What you should do
Write out the records below word for word, from the line containing "the mountain slope" through the line containing "[336, 398, 1344, 893]". Leave any pictures out of your copy.

Material for this task
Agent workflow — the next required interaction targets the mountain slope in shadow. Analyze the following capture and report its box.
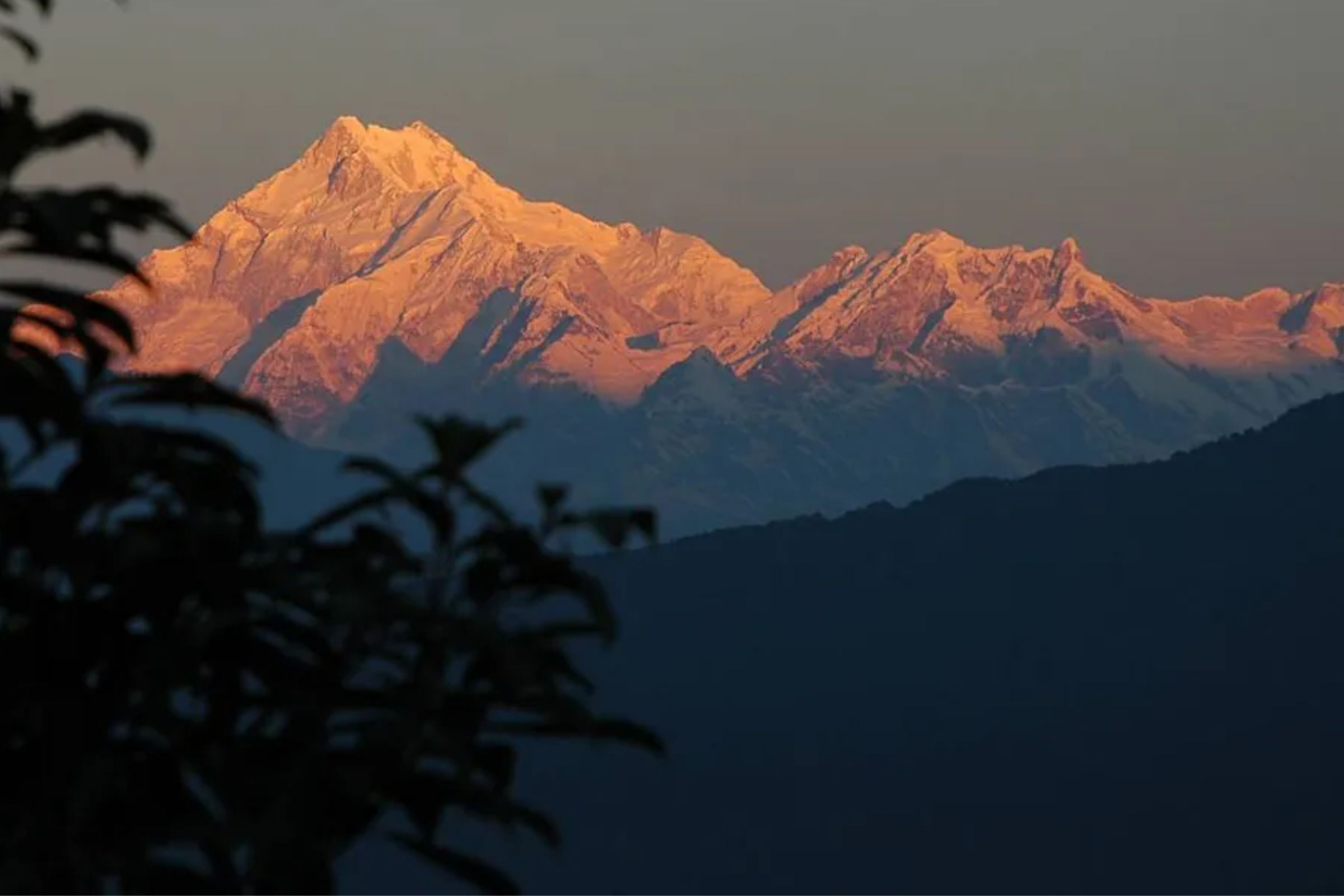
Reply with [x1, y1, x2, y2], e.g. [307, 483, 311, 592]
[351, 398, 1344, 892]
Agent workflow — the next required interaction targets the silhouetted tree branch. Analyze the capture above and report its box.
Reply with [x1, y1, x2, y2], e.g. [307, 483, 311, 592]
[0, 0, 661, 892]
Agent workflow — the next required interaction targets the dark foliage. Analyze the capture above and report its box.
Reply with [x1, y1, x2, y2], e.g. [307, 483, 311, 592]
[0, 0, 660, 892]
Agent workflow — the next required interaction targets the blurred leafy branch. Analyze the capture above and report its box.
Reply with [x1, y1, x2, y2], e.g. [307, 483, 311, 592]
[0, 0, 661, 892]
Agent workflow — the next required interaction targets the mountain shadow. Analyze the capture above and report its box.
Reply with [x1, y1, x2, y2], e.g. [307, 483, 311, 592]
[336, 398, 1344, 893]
==
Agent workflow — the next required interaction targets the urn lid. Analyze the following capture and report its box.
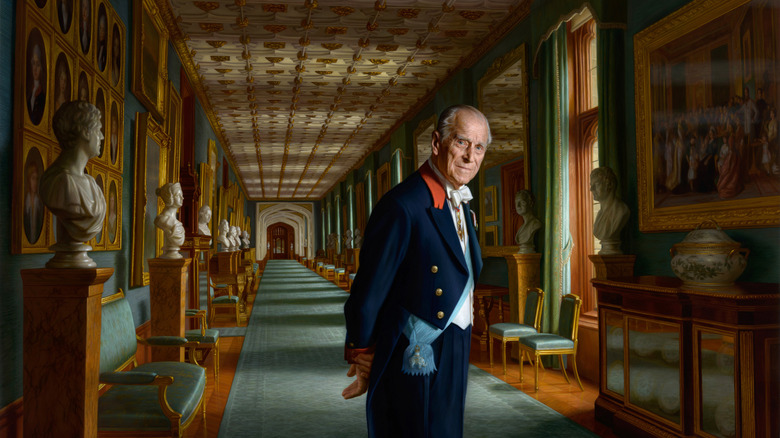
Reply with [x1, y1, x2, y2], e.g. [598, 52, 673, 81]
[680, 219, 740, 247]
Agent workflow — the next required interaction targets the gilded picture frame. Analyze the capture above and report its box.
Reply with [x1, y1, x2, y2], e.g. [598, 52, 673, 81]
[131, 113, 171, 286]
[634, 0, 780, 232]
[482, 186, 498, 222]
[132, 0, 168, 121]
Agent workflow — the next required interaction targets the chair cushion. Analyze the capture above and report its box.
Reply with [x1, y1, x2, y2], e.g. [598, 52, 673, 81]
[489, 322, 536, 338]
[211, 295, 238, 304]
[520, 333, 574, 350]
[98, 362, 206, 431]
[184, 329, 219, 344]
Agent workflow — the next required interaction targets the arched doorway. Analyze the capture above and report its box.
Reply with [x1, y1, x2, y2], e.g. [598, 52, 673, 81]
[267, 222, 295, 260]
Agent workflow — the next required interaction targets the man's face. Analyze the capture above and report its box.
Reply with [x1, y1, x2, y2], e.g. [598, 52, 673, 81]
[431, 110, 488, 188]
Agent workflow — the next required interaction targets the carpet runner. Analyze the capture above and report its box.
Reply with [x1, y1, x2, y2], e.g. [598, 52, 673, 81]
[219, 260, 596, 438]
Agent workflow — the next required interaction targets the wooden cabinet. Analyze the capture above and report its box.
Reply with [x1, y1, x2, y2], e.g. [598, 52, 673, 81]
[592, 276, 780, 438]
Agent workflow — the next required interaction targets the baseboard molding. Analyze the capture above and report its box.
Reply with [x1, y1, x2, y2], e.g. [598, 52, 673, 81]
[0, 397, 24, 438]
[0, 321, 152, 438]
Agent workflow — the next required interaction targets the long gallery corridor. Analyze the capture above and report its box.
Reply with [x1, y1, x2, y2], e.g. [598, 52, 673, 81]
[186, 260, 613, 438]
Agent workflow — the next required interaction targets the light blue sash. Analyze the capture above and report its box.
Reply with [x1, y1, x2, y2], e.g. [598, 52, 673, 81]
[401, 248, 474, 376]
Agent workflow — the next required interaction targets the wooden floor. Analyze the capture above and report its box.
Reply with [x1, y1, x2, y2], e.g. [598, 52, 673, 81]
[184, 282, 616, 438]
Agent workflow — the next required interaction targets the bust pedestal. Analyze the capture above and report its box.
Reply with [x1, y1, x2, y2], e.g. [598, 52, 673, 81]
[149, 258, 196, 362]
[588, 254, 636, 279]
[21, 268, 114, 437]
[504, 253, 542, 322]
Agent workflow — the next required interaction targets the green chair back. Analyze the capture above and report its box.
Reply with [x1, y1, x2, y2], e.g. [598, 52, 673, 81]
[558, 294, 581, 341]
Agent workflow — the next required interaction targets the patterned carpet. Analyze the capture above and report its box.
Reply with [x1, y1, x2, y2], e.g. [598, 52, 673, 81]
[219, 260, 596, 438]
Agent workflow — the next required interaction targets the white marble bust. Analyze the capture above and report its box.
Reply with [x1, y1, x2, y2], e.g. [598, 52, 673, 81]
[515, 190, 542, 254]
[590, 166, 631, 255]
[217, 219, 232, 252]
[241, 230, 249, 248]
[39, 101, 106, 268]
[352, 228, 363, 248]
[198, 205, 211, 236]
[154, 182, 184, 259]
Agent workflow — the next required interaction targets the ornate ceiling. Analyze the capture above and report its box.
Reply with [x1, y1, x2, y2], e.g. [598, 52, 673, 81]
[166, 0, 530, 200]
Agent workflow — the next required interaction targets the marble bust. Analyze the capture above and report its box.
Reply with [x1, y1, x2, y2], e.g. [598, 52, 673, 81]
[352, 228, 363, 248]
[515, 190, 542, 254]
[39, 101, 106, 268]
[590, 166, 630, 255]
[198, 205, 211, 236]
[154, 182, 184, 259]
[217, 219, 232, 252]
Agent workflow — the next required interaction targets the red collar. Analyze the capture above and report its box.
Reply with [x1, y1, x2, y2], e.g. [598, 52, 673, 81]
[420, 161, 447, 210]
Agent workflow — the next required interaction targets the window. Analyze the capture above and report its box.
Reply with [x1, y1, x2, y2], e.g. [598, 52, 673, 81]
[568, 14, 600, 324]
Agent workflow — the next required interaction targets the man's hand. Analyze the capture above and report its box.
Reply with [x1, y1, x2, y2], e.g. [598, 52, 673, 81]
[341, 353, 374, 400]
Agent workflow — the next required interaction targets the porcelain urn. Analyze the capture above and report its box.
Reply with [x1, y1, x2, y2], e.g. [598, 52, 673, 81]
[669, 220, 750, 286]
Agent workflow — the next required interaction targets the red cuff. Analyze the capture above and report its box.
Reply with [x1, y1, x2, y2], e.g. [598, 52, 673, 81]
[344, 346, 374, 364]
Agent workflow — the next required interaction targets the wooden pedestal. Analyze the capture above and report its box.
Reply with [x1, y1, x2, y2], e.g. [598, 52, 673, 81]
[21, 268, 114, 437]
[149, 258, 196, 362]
...
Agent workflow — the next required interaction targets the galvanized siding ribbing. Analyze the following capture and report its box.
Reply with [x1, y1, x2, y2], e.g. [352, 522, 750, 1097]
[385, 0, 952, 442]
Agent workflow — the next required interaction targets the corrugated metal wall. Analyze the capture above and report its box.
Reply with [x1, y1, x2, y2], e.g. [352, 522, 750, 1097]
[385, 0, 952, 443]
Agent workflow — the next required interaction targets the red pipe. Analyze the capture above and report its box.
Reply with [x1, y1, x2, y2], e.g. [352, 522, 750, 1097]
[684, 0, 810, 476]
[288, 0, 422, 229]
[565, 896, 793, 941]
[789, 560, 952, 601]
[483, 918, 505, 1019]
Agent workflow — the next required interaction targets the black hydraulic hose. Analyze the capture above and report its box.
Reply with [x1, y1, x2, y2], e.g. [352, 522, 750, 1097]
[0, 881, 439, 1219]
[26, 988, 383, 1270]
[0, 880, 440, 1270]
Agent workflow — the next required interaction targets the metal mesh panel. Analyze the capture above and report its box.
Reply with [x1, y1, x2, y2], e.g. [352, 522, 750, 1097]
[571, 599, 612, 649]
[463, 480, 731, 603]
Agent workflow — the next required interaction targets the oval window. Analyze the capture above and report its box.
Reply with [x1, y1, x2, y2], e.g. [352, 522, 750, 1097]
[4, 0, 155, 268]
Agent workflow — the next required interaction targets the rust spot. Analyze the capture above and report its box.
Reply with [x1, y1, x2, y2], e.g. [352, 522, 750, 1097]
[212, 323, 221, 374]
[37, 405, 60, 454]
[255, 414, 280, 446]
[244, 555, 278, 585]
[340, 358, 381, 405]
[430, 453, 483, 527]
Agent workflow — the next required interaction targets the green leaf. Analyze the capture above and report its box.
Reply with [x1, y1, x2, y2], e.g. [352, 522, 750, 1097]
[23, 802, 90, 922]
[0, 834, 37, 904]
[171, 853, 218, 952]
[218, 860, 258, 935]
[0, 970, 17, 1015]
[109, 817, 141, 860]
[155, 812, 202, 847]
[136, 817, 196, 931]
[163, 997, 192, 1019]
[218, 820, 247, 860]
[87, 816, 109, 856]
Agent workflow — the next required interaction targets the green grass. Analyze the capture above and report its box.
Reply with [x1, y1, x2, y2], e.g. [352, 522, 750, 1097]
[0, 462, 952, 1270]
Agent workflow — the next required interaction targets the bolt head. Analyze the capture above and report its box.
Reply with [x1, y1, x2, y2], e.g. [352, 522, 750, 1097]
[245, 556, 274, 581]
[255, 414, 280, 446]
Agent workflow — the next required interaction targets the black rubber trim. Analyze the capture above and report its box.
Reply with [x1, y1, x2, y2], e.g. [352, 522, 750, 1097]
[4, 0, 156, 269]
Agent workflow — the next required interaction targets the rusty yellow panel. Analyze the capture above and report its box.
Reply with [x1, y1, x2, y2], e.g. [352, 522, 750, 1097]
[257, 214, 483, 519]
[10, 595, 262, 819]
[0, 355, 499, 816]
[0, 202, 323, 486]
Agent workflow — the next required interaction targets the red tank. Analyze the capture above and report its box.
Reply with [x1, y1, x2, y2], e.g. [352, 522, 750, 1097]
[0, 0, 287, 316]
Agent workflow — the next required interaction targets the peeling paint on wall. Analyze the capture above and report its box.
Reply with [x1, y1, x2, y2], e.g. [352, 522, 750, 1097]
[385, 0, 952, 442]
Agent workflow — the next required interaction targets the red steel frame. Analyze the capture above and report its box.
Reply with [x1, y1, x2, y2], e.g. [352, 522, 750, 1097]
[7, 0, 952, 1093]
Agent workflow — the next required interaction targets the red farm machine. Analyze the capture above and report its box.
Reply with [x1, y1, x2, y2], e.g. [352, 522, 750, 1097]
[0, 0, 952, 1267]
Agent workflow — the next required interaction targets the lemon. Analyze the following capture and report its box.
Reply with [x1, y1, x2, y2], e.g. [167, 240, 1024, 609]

Answer for this exercise
Agent workflow — the next required interaction targets the mountain slope in shadow. Analyze the following capture and report its box.
Reply with [x1, y1, x2, y2], e.g. [307, 483, 311, 592]
[351, 398, 1344, 892]
Agent workflow — the next required interaction targets the silhouetted tree branch. Analyze the capture above and report its box.
Reply with [x1, y1, x2, y2], e.g. [307, 483, 311, 592]
[0, 0, 661, 892]
Agent workflow — the next required interaction targets the dark foliage. Analyze the capture above and report its box.
Reply with [x1, y1, x2, y2], e.g. [307, 483, 311, 592]
[0, 0, 660, 892]
Agent workflow — the next required interaction targets the blurred leafy branch. Analyze the capture above and report its box.
Reply with [x1, y1, x2, y2], e.g. [307, 483, 311, 592]
[0, 0, 661, 892]
Agent workflow — the next required interaction targets the mountain shadow. Analyze the capture above and report its box.
Reply with [x1, y1, x2, y2], e.g. [307, 483, 311, 592]
[336, 398, 1344, 893]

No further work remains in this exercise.